_Problem details_: Using the listing below, return every line that includes "clicks".

_ _ _ _ _

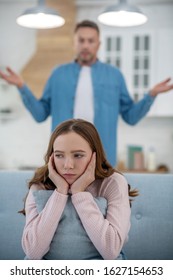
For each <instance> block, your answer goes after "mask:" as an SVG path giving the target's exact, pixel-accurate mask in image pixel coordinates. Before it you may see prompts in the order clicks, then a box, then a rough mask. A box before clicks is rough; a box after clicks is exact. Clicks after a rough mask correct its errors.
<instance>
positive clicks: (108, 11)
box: [98, 0, 147, 27]
mask: <svg viewBox="0 0 173 280" xmlns="http://www.w3.org/2000/svg"><path fill="white" fill-rule="evenodd" d="M98 20H99V21H100V22H101V23H103V24H105V25H109V26H119V27H128V26H136V25H141V24H144V23H145V22H146V21H147V17H146V15H144V14H143V13H142V12H141V11H140V10H139V9H138V7H136V6H132V5H129V4H127V2H126V1H125V0H121V1H120V4H118V5H114V6H110V7H108V8H107V9H106V10H105V11H104V12H103V13H101V14H100V15H99V16H98Z"/></svg>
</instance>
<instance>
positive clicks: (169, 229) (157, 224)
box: [125, 174, 173, 260]
mask: <svg viewBox="0 0 173 280" xmlns="http://www.w3.org/2000/svg"><path fill="white" fill-rule="evenodd" d="M125 176H126V178H127V180H128V181H129V183H130V184H131V186H132V187H134V188H137V189H138V190H139V194H140V195H139V196H138V197H136V198H135V199H134V201H133V203H132V218H131V230H130V234H129V241H128V243H127V244H126V246H125V251H126V252H127V258H129V259H136V260H138V259H139V260H140V259H143V260H145V259H146V260H147V259H148V260H149V259H152V260H153V259H157V260H159V259H160V260H162V259H165V260H169V259H170V260H173V174H172V175H171V174H125Z"/></svg>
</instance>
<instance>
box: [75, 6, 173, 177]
mask: <svg viewBox="0 0 173 280" xmlns="http://www.w3.org/2000/svg"><path fill="white" fill-rule="evenodd" d="M79 2H80V1H78V3H79ZM144 2H145V1H143V3H144ZM104 8H105V7H104V5H103V4H102V5H101V4H100V5H98V4H96V1H95V2H94V4H93V3H92V4H91V5H89V4H88V5H87V6H86V7H85V8H84V6H83V5H81V4H80V3H79V5H78V21H80V20H83V19H86V18H89V19H91V20H95V21H96V18H97V16H98V14H99V13H100V12H101V11H102V10H104ZM140 9H141V10H142V11H143V12H145V13H146V14H147V15H148V18H149V20H148V22H147V23H146V24H145V25H143V26H139V27H133V30H134V31H138V32H139V31H140V30H141V31H142V30H143V29H149V30H158V29H159V28H160V29H162V30H166V29H168V30H169V29H170V28H171V29H173V20H172V14H173V4H167V5H163V4H159V5H152V4H150V5H146V6H144V5H143V6H140ZM97 23H98V24H99V26H100V30H101V32H102V31H104V32H110V30H113V29H116V30H117V31H118V32H119V31H120V28H114V27H107V26H104V25H102V24H100V23H99V22H97ZM121 30H122V32H124V30H128V28H125V29H121ZM160 42H162V40H160ZM162 43H163V44H162V45H160V46H158V47H159V48H160V49H162V52H163V50H164V48H165V56H164V57H165V58H166V59H167V57H168V56H169V53H168V49H169V46H167V45H166V44H165V42H162ZM127 51H128V47H127ZM100 57H102V50H101V51H100ZM159 61H160V57H158V64H157V69H155V70H156V71H157V74H158V73H160V72H162V73H163V69H164V73H165V77H167V76H166V75H169V76H171V77H172V78H173V73H172V72H171V73H170V72H169V73H168V69H167V65H166V64H165V65H163V63H162V64H160V63H159ZM162 61H163V59H162ZM159 67H162V69H160V68H159ZM160 70H162V71H160ZM124 74H125V78H126V81H127V83H128V73H124ZM155 76H157V78H159V79H160V80H161V79H163V78H164V77H162V76H161V75H160V76H159V74H158V75H155ZM158 81H159V80H157V81H154V83H156V82H158ZM172 94H173V91H172ZM169 95H170V93H169ZM158 98H160V99H162V100H163V97H161V96H160V97H158ZM159 106H165V98H164V102H162V104H160V103H159ZM172 110H173V104H172ZM128 145H141V146H142V147H143V150H144V153H145V161H146V159H147V152H148V149H149V147H150V146H153V147H154V148H155V152H156V159H157V165H159V164H166V165H167V166H168V167H169V169H170V171H171V172H173V117H146V118H145V119H143V120H142V121H141V122H139V123H138V124H137V125H135V126H129V125H127V124H126V123H124V122H123V121H122V120H121V118H120V120H119V127H118V160H119V161H122V160H123V161H124V162H125V163H127V146H128Z"/></svg>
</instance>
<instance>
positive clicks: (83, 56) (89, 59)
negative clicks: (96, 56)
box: [77, 54, 93, 64]
mask: <svg viewBox="0 0 173 280" xmlns="http://www.w3.org/2000/svg"><path fill="white" fill-rule="evenodd" d="M77 60H78V61H79V62H80V63H81V64H90V63H91V62H92V61H93V56H92V55H91V54H88V55H87V57H84V56H83V55H82V54H81V55H80V54H79V56H78V58H77Z"/></svg>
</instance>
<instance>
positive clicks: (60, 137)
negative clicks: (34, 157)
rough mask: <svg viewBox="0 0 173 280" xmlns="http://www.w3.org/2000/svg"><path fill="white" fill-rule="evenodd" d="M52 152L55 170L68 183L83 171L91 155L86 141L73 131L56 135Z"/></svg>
mask: <svg viewBox="0 0 173 280" xmlns="http://www.w3.org/2000/svg"><path fill="white" fill-rule="evenodd" d="M53 153H54V164H55V167H56V170H57V172H58V173H59V174H60V175H61V176H62V177H63V178H64V179H65V180H66V181H67V183H68V184H70V185H71V184H73V183H74V181H76V180H77V178H79V177H80V176H81V175H82V174H83V173H84V171H85V169H86V167H87V165H88V163H89V162H90V160H91V156H92V150H91V148H90V146H89V144H88V142H87V141H86V140H85V139H84V138H83V137H81V136H80V135H79V134H77V133H75V132H69V133H67V134H62V135H60V136H58V137H57V138H56V140H55V142H54V144H53Z"/></svg>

_ _ _ _ _

_Exercise result_:
For each <instance> block, your answer goes after "mask:" as an SVG path giving the target's exact, pixel-accurate mask in image pixel coordinates. Before it you may see prompts in the order clicks, then a box, then a rough mask. A box before clicks is rough; a box after clicks is exact. Clicks after a rough mask correct its errors.
positive clicks: (108, 11)
positive clicks: (169, 229) (157, 224)
positive clicks: (83, 56) (89, 59)
negative clicks: (96, 56)
positive clicks: (60, 137)
negative clicks: (34, 157)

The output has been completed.